* **What you need to do**: Please copy the material, starting at the line containing "purple flower in" and ending with the line containing "308, 248, 338]]". Substitute "closed bud" for "unopened bud" and leave everything else as it is.

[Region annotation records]
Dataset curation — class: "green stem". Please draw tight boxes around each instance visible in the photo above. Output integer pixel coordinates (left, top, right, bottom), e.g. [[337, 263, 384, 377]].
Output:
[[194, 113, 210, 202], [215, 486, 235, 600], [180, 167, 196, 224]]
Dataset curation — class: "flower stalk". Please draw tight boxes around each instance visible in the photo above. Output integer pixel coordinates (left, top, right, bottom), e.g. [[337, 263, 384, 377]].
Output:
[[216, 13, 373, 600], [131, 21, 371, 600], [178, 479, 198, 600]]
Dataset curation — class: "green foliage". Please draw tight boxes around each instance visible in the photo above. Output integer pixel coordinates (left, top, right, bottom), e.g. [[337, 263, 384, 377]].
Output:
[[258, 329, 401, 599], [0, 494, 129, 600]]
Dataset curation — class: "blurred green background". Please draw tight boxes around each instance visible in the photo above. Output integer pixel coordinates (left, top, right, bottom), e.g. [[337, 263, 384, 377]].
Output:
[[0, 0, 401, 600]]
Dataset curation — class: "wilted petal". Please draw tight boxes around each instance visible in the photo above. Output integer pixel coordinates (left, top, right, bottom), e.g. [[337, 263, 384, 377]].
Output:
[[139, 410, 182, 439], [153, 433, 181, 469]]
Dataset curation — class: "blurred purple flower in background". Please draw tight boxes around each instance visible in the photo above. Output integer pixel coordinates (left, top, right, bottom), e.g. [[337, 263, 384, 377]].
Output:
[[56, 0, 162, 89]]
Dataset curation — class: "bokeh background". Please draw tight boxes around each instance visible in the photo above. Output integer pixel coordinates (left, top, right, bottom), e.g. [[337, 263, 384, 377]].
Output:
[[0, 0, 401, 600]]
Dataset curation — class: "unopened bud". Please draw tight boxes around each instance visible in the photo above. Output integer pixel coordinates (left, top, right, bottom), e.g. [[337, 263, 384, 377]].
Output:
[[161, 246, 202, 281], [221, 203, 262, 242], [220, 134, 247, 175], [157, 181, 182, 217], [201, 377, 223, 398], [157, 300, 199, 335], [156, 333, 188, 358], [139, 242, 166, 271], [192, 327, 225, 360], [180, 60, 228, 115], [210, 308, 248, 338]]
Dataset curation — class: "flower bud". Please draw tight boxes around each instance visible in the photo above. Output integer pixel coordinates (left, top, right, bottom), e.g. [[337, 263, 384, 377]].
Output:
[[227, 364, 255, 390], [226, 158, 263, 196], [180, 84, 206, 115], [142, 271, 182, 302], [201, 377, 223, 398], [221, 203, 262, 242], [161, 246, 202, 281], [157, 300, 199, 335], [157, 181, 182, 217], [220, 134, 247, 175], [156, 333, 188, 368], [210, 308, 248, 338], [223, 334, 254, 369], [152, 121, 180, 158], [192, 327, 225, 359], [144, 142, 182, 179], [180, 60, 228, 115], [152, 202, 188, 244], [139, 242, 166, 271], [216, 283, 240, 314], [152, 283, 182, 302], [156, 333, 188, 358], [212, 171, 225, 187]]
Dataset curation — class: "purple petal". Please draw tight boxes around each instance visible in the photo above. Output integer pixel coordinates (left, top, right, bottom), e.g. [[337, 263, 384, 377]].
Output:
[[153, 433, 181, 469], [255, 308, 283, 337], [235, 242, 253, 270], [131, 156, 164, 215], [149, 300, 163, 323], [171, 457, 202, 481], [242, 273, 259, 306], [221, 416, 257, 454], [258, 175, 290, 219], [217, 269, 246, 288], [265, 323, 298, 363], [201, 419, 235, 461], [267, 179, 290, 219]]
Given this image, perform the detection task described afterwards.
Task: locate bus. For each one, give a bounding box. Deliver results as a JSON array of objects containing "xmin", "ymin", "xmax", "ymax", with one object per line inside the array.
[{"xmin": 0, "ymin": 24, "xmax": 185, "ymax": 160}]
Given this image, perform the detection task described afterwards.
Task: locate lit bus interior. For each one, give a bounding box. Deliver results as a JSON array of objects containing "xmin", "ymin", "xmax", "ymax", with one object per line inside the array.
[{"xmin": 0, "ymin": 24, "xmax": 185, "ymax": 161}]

* **Exercise result**:
Dataset curation — class: "blurred purple flower in background". Please draw tight boxes around each instance visible in the photo above. Output integer pixel coordinates (left, top, right, bottom), e.g. [[337, 263, 384, 377]].
Output:
[[56, 0, 162, 89]]
Dataset curation — class: "bokeh background". Please draw tight boxes around each instance visible in the photo above. Output integer pixel coordinates (left, top, right, bottom), e.g. [[337, 263, 384, 377]].
Output:
[[0, 0, 401, 600]]
Dataset curation — class: "closed bud". Please draw tight boxes around each instance visible in the photo above. Output integer pixel coordinates (left, top, right, bottom), e.g. [[337, 263, 384, 377]].
Output:
[[161, 246, 202, 281], [221, 203, 262, 242], [220, 134, 247, 175], [157, 181, 182, 217], [201, 377, 223, 398], [157, 300, 199, 335], [156, 333, 188, 358], [139, 242, 166, 271], [192, 327, 225, 360], [180, 60, 228, 115], [210, 308, 248, 338]]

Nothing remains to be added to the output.